=== Reading text ===

Location
- 701 W. William St. Savannah, Missouri 64485 United States 39°56′46″N 94°49′02″W﻿ / ﻿39.94602°N 94.81709°W

Information
- Type: Public
- Motto: "Savage Pride" "Savage Nation"
- Principal: Mark Weis
- Teaching staff: 46.30 (FTE)
- Enrollment: 752 (2024-2025)
- Student to teacher ratio: 16.24
- Colors: Black and gold
- Athletics conference: Midland Empire
- Team name: Savages
- Website: www.savannahr3.com/o/high-school

= Savannah High School (Missouri) =

Savannah High School is a public secondary school located in Savannah, Missouri, United States, serving students in grades 9 through 12. Recent additions to the campus include a new commons area, library, and a performing arts center currently under construction. The current principal is Mark Weis.

==Mascot controversy==
On June 10, 2020, a petition was started on Change.org to remove the Savage mascot due to its racist connotations. The use of terms and images referring to Native Americans and First Nations as the name or mascot for a sports team is a topic of public controversy in the United States and Canada. The American Psychological Association, United States Commission on Civil Rights, and The National Conference for Community and Justice are among those who have called for a ban on Native American mascots. Such mascots are said to misrepresent, distort, and trivialize many aspects of Native American culture; and mascot stereotypes have a negative impact on Native American lives.

=== Provided material ===

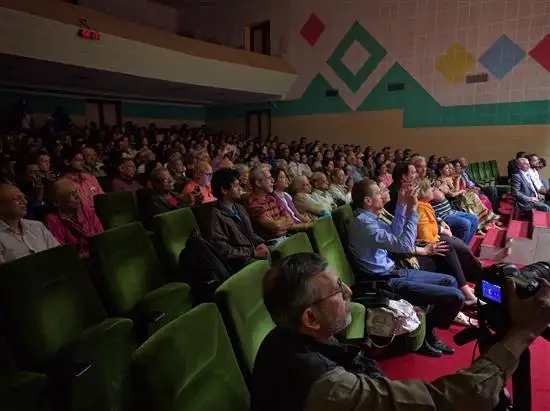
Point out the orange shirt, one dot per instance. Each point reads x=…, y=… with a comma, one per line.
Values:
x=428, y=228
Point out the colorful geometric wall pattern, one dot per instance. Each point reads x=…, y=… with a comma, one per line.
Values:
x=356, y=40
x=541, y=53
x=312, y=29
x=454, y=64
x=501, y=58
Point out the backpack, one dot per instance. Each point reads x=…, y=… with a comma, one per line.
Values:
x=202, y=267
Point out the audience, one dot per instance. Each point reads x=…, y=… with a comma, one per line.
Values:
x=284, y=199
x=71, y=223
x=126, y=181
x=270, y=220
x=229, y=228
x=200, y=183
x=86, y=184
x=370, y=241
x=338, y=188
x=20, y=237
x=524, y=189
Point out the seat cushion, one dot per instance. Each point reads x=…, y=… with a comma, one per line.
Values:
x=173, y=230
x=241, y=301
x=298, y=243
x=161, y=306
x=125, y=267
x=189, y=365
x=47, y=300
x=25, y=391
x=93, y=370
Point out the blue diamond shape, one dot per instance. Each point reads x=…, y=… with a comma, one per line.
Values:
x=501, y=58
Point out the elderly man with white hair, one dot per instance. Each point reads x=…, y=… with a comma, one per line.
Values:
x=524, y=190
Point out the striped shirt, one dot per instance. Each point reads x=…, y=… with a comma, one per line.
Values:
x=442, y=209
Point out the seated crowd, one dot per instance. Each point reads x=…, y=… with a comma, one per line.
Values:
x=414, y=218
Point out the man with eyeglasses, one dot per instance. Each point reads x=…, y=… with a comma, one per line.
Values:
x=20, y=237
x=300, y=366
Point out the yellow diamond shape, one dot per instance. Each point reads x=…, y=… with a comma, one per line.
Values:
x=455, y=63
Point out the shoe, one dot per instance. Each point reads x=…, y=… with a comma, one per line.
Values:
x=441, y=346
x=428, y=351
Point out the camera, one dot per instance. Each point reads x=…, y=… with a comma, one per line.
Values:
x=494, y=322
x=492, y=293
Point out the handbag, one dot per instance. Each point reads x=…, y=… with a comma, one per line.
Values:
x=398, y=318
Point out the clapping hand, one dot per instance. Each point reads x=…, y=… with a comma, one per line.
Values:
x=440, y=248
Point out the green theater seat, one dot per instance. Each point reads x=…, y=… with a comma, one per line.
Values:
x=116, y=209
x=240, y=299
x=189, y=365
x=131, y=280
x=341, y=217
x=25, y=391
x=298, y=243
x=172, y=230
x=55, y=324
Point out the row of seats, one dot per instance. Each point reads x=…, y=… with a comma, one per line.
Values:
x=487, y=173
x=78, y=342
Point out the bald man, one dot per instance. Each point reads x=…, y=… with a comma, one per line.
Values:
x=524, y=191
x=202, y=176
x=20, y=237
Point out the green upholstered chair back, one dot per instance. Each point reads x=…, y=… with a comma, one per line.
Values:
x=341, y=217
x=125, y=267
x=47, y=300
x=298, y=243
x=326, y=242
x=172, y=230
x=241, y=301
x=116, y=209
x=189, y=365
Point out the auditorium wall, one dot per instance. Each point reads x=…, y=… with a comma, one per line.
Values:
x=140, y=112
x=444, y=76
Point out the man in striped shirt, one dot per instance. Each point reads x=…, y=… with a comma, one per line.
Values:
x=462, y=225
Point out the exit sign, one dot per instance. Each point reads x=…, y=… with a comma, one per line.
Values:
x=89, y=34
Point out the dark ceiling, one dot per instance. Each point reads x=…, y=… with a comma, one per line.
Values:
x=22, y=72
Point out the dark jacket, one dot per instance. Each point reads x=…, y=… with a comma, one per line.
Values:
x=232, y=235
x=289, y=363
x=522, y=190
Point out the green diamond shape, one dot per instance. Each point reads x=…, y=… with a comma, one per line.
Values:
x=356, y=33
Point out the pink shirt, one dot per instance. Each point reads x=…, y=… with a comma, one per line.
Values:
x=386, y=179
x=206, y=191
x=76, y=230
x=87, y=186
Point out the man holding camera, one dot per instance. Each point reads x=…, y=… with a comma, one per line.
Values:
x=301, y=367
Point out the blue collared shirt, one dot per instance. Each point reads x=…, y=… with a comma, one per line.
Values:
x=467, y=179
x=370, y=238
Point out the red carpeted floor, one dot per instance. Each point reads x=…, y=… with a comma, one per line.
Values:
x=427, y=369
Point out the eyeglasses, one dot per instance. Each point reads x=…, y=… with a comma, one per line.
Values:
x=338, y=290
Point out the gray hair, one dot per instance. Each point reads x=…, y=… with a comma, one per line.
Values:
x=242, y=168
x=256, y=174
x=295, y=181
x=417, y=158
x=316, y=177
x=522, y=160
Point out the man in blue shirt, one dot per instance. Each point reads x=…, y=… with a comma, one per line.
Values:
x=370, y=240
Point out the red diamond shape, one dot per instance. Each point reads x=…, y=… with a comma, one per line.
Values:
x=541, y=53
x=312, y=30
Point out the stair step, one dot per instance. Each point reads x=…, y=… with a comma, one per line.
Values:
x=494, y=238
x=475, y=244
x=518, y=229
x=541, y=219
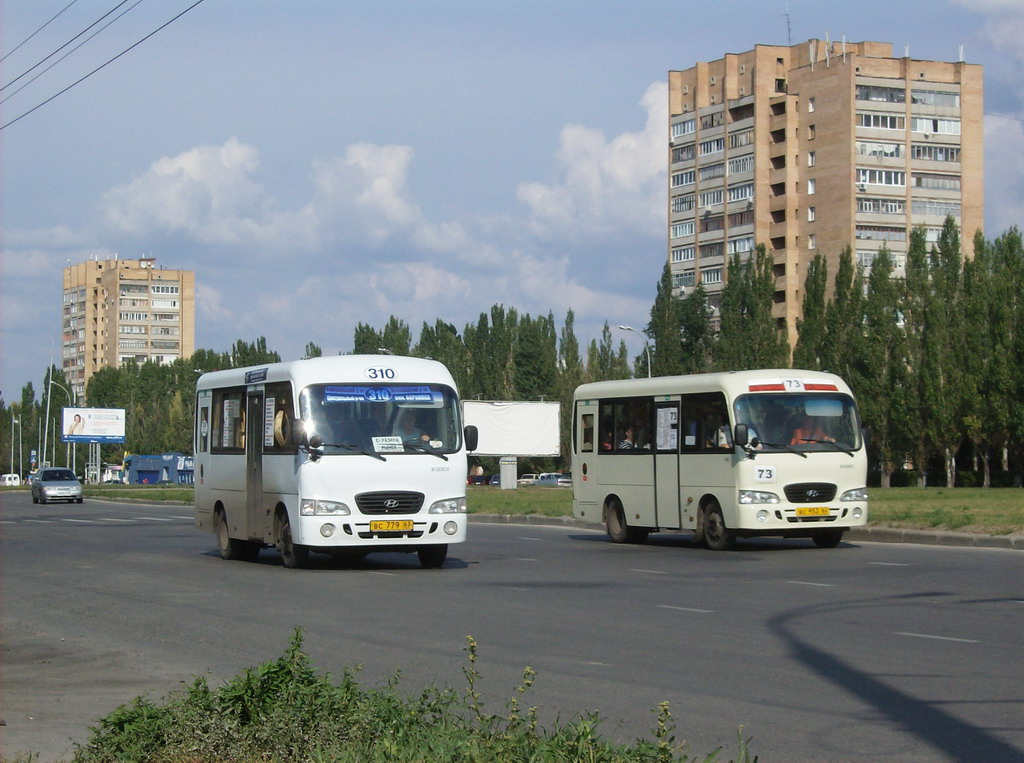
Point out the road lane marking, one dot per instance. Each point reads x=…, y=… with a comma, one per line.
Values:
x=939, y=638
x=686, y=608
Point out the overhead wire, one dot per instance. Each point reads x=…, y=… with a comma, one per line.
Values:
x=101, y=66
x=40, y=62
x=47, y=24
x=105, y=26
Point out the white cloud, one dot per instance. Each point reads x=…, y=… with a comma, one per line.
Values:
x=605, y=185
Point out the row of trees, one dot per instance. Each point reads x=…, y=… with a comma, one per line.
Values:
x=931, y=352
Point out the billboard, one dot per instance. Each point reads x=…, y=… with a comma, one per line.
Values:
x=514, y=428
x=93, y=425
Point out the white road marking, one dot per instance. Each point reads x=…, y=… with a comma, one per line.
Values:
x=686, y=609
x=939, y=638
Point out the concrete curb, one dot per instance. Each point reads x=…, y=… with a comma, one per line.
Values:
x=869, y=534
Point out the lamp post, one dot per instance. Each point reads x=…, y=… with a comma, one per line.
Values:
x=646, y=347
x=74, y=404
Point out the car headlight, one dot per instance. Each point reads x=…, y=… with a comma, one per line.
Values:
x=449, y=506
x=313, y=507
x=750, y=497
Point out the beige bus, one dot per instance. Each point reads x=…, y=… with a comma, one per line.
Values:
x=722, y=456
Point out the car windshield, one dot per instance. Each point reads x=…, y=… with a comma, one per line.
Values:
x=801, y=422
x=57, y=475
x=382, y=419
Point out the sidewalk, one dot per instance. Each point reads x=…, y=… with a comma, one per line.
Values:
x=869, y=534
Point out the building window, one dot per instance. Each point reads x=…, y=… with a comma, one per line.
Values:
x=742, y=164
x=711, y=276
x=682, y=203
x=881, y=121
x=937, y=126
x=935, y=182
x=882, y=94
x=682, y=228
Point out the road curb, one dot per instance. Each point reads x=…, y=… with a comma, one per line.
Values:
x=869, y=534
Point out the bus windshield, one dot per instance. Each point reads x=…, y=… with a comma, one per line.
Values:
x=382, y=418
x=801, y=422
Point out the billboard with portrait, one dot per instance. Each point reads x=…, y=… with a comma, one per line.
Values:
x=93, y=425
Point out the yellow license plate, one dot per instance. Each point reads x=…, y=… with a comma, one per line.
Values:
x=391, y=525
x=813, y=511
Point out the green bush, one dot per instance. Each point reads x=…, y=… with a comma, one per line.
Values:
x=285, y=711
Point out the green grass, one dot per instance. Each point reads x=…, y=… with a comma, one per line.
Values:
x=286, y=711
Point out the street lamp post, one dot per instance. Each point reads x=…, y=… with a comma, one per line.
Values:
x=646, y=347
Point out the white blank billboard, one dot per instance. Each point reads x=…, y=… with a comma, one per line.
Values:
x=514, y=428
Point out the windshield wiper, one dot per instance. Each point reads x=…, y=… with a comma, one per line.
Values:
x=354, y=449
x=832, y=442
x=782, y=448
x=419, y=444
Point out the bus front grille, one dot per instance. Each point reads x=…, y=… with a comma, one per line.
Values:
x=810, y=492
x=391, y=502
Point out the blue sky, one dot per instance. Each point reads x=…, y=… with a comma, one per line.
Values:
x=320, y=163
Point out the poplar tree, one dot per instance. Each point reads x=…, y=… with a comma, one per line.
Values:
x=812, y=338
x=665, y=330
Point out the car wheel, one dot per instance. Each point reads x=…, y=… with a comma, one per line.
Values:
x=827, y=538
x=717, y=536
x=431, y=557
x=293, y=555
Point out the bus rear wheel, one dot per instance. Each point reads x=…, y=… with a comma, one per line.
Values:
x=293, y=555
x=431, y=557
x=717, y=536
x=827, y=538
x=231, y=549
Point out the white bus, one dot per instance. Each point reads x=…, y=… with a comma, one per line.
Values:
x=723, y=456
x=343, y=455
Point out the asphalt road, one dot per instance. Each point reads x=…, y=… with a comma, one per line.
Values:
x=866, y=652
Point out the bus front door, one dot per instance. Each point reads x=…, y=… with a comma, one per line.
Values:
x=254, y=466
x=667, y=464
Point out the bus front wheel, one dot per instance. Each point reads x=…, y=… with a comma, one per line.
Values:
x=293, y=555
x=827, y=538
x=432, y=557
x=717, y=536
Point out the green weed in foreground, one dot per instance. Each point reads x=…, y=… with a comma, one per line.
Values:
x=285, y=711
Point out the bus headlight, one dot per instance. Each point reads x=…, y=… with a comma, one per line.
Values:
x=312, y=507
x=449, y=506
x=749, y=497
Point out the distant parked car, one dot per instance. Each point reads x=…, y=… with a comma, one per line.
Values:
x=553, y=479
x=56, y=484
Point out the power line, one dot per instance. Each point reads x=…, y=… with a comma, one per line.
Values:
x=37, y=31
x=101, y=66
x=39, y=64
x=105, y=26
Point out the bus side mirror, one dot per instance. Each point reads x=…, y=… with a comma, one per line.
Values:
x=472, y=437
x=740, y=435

===

=== Objectives ===
[A] Answer these questions from the Savannah High School text:
(i) What enrollment figure is listed for 2024-2025?
(ii) Which grades does the school serve?
(iii) On what date was the petition to remove the mascot started?
[B] In the Savannah High School text, swap "Black and gold" for "Green and white" and write out the passage from "- Principal: Mark" up to and including "is Mark Weis.".
[C] Decide whether each statement agrees with the Savannah High School text, and back each answer with the deciding words:
(i) The school's athletics conference is the Midland Empire.
(ii) The performing arts center has been completed.
(iii) The petition to remove the mascot was started on Change.org.

=== Solutions to the tasks ===
[A]
(i) 752
(ii) Grades 9 through 12
(iii) June 10, 2020

[B]
- Principal: Mark Weis
- Teaching staff: 46.30 (FTE)
- Enrollment: 752 (2024-2025)
- Student to teacher ratio: 16.24
- Colors: Green and white
- Athletics conference: Midland Empire
- Team name: Savages
- Website: www.savannahr3.com/o/high-school

= Savannah High School (Missouri) =

Savannah High School is a public secondary school located in Savannah, Missouri, United States, serving students in grades 9 through 12. Recent additions to the campus include a new commons area, library, and a performing arts center currently under construction. The current principal is Mark Weis.

[C]
(i) Yes: "Athletics conference: Midland Empire"
(ii) No: "a performing arts center currently under construction"
(iii) Yes: "a petition was started on Change.org to remove the Savage mascot"